» Records for the exercise

───

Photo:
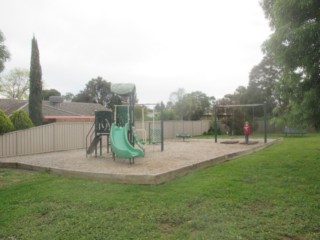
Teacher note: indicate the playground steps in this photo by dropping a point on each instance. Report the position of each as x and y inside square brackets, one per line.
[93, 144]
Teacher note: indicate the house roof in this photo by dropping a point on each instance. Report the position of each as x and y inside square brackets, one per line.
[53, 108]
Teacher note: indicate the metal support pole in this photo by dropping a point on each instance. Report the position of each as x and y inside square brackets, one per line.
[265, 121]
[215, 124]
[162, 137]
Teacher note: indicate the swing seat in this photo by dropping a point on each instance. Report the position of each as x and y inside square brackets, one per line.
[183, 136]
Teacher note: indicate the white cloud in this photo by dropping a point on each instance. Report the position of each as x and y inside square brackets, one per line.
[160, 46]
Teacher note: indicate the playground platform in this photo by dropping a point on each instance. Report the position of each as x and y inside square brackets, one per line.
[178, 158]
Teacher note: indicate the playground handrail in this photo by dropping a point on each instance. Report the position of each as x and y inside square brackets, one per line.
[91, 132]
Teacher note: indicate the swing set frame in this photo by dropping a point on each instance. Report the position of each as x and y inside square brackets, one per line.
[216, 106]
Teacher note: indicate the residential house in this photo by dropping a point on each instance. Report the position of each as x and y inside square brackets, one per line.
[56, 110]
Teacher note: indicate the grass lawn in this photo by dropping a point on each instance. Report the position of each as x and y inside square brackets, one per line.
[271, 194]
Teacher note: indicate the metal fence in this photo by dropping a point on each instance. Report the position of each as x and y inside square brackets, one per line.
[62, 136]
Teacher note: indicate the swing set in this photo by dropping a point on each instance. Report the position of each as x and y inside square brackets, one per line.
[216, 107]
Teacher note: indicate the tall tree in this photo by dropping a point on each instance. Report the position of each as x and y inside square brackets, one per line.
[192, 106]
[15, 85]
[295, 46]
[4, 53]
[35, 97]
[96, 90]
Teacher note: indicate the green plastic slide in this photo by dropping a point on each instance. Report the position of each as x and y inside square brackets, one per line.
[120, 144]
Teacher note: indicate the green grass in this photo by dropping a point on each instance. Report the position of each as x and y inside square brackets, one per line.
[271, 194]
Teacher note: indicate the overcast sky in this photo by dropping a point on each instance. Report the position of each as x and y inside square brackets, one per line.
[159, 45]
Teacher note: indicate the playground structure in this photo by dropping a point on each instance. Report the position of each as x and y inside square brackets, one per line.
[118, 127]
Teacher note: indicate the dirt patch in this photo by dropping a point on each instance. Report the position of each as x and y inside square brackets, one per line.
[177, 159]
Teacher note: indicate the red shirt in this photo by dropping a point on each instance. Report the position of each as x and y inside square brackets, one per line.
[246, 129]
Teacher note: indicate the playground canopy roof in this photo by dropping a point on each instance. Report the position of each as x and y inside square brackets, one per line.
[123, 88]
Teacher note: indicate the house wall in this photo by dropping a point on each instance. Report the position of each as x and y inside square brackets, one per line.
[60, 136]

───

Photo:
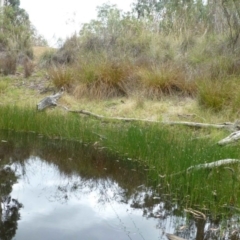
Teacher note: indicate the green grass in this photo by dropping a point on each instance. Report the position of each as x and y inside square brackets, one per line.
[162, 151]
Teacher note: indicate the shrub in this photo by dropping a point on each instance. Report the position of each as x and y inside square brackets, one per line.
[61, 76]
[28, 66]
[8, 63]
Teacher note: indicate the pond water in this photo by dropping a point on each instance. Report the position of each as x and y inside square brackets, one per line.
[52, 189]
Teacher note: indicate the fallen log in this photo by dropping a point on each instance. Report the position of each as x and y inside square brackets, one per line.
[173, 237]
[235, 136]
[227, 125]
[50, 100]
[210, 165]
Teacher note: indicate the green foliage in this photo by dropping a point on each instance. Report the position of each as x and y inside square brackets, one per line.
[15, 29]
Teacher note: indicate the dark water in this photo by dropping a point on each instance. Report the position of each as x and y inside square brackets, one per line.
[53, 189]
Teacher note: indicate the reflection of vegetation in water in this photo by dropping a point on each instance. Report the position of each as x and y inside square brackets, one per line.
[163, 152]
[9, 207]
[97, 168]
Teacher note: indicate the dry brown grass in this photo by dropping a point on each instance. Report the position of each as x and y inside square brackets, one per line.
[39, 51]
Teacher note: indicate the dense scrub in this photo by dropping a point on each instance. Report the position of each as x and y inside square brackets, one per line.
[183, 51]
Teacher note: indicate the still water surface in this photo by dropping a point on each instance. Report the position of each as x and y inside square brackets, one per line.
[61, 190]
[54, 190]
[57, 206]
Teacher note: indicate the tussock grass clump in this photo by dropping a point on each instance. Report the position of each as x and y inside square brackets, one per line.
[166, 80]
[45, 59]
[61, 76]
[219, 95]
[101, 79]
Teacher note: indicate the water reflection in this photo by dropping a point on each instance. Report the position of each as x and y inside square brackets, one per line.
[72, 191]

───

» The request
List every row above that contains the word "metal", copying each one in full. Case counts.

» Exercise solution
Teacher note: indicate the metal support pole in this photo by dropping a point on each instance. Report the position of each as x and y inside square brackets, one per line.
Teacher note: indicate the metal fence in this photo by dropping a point on each instance. Report the position of each as x and y inside square brackets, one per line.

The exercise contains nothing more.